▸ **Task objective**:
Exact copies of the lines from the start of the records through the line with "Target: black trousers" are what the answer must hold; pictures are not part of it.

▸ **Material shown**:
= Beginning of Section =
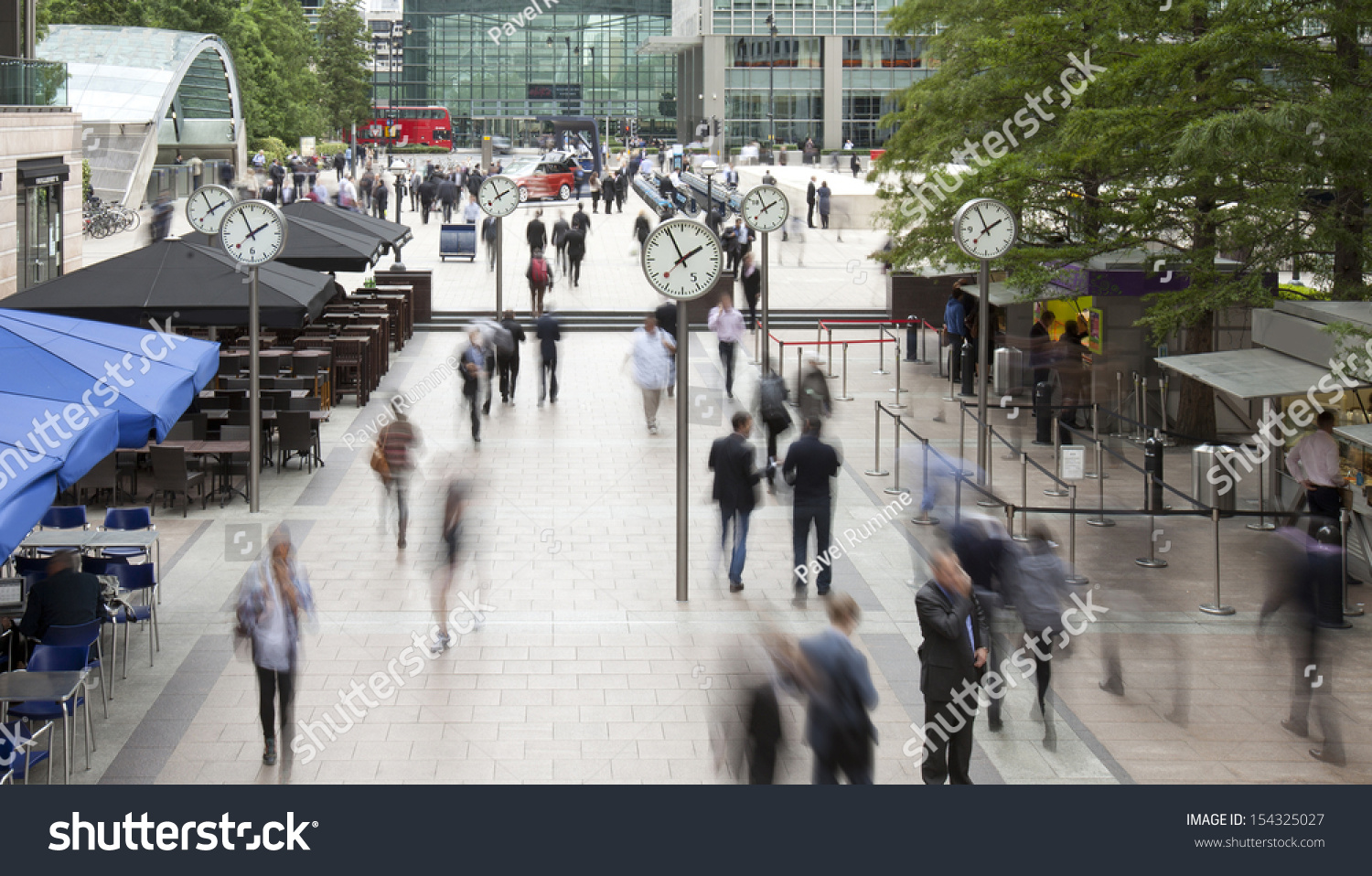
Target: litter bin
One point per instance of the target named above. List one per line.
(1207, 484)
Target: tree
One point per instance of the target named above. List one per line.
(273, 51)
(343, 63)
(1109, 126)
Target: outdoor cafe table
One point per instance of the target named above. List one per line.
(47, 687)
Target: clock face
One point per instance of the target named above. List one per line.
(682, 260)
(498, 197)
(985, 228)
(765, 208)
(252, 232)
(205, 210)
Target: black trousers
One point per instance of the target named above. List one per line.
(949, 753)
(272, 683)
(509, 373)
(726, 357)
(548, 378)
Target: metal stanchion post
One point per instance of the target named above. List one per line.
(845, 397)
(897, 405)
(1217, 606)
(1102, 519)
(1349, 610)
(1264, 472)
(1075, 579)
(1152, 560)
(1024, 500)
(924, 518)
(875, 470)
(895, 481)
(1056, 462)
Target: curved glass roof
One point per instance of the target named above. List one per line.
(129, 74)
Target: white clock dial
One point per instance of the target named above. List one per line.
(985, 228)
(206, 208)
(765, 208)
(252, 232)
(498, 197)
(682, 260)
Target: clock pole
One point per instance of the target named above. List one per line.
(254, 397)
(984, 358)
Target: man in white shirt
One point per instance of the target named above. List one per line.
(653, 351)
(727, 324)
(1314, 464)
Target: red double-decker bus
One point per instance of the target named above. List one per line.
(406, 126)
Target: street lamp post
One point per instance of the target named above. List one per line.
(771, 90)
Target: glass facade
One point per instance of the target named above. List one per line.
(497, 70)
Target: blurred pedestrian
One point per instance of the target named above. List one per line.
(652, 354)
(809, 467)
(952, 658)
(472, 367)
(548, 332)
(734, 489)
(839, 727)
(814, 391)
(727, 326)
(540, 282)
(397, 442)
(508, 362)
(272, 598)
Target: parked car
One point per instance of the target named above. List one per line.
(542, 178)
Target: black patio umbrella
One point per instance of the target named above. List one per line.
(194, 285)
(392, 233)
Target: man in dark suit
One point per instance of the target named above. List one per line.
(837, 725)
(809, 466)
(735, 483)
(65, 598)
(952, 658)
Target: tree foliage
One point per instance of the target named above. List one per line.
(1111, 125)
(343, 65)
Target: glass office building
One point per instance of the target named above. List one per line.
(498, 69)
(833, 69)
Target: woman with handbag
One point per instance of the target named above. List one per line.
(273, 595)
(392, 461)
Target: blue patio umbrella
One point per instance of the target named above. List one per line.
(148, 379)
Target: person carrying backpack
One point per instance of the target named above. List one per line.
(540, 282)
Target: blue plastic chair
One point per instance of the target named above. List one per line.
(134, 579)
(126, 519)
(47, 658)
(82, 636)
(18, 763)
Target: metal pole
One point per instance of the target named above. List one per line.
(845, 397)
(254, 397)
(924, 518)
(682, 451)
(875, 470)
(1152, 560)
(984, 334)
(1102, 519)
(1024, 500)
(895, 481)
(1264, 472)
(1217, 606)
(766, 271)
(1075, 579)
(499, 266)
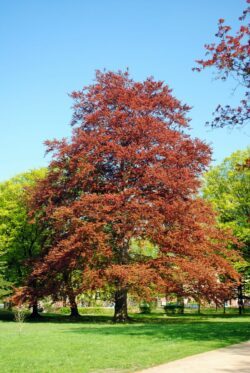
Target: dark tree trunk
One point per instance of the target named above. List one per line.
(73, 305)
(180, 302)
(240, 299)
(34, 314)
(199, 308)
(71, 295)
(121, 307)
(224, 308)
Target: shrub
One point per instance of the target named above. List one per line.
(145, 308)
(173, 308)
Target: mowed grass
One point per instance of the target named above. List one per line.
(95, 344)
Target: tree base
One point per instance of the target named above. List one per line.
(74, 312)
(121, 309)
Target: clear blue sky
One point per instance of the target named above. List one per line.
(51, 47)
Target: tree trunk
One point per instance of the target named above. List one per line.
(180, 302)
(240, 299)
(73, 305)
(121, 307)
(34, 314)
(199, 308)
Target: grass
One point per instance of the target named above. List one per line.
(95, 344)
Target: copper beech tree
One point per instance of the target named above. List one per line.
(230, 57)
(129, 174)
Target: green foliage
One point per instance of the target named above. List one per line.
(172, 308)
(145, 308)
(227, 187)
(143, 247)
(87, 311)
(19, 239)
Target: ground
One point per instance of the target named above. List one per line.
(95, 344)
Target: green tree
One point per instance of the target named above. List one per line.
(20, 240)
(227, 187)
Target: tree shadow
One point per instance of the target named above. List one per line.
(227, 332)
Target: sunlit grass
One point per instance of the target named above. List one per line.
(95, 344)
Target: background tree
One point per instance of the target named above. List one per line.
(129, 174)
(230, 57)
(20, 240)
(227, 187)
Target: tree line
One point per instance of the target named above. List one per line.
(127, 179)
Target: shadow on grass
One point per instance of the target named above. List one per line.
(228, 332)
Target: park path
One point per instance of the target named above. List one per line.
(235, 358)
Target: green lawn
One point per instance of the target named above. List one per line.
(95, 344)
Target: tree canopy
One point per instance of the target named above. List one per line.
(120, 196)
(230, 57)
(227, 187)
(19, 239)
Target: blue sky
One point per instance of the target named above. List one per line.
(51, 47)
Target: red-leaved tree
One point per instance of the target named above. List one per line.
(129, 175)
(230, 57)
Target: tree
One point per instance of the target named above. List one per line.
(230, 57)
(20, 241)
(227, 187)
(129, 175)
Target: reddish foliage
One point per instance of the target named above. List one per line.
(230, 57)
(130, 172)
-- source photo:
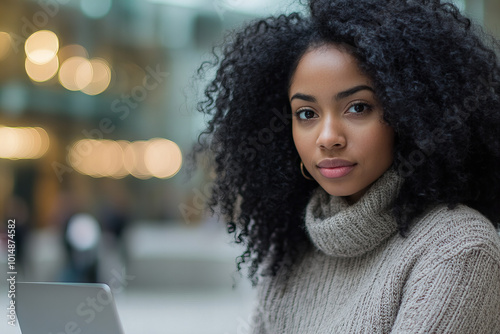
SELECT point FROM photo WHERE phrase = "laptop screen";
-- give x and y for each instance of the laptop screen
(66, 308)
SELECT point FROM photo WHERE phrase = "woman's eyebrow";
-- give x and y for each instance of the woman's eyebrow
(351, 91)
(339, 96)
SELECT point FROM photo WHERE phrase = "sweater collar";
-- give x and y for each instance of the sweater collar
(343, 230)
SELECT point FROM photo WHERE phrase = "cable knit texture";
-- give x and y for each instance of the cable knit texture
(360, 276)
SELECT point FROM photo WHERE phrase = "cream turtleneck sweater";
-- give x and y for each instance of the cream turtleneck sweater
(361, 276)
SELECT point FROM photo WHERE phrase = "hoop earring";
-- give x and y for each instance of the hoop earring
(302, 171)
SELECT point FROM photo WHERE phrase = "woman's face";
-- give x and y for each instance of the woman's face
(337, 124)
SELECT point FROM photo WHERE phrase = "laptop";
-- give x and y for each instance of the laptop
(66, 308)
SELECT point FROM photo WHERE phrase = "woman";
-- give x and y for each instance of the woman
(356, 155)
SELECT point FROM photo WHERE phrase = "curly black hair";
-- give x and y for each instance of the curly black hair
(436, 75)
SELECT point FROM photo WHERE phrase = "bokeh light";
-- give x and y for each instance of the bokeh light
(42, 46)
(5, 44)
(23, 142)
(101, 77)
(42, 72)
(75, 73)
(163, 158)
(158, 157)
(134, 160)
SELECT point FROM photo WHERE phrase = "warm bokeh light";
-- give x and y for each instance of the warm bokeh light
(44, 72)
(75, 73)
(134, 160)
(5, 44)
(160, 158)
(72, 50)
(23, 143)
(101, 77)
(163, 158)
(42, 46)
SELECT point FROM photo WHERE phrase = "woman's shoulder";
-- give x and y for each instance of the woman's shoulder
(455, 230)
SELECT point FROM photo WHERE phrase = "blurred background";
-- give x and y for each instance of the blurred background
(97, 116)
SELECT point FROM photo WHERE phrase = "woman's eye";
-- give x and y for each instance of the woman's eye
(305, 114)
(359, 108)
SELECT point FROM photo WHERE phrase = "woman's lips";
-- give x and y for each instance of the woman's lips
(335, 168)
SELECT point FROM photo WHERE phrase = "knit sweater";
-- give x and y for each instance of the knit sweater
(360, 276)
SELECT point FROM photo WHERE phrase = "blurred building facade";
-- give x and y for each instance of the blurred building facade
(98, 105)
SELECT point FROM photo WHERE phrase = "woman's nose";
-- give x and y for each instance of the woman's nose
(331, 134)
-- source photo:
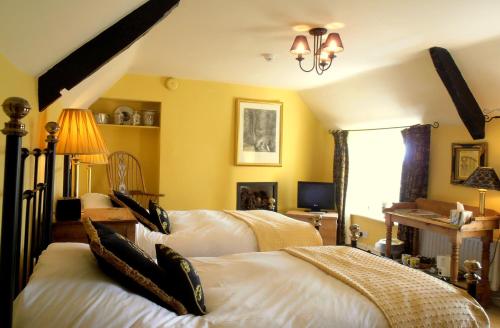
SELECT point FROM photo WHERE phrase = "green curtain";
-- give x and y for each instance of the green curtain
(414, 177)
(340, 175)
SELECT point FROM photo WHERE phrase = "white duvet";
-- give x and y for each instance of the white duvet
(268, 289)
(200, 233)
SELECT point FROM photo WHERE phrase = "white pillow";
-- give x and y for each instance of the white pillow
(95, 200)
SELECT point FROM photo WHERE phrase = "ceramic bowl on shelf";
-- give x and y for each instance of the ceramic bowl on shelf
(101, 118)
(149, 117)
(123, 115)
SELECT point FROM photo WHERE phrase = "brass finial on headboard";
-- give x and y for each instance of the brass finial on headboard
(16, 108)
(52, 128)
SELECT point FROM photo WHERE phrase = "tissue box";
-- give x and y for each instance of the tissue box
(460, 217)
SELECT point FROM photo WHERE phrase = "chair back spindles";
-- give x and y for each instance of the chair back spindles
(125, 175)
= End of Section =
▸ **Response area**:
Target: litter bin
One point per instance of the target named above. List one per line.
(1207, 484)
Target: tree
One point per instance of the target named above. List one per line.
(273, 51)
(343, 63)
(1109, 126)
Target: outdoor cafe table
One point per instance of the target named above. List one per line.
(47, 687)
Target: clock face
One point per instance of the target named above. List one per line.
(682, 260)
(498, 197)
(985, 228)
(765, 208)
(252, 232)
(205, 210)
Target: black trousers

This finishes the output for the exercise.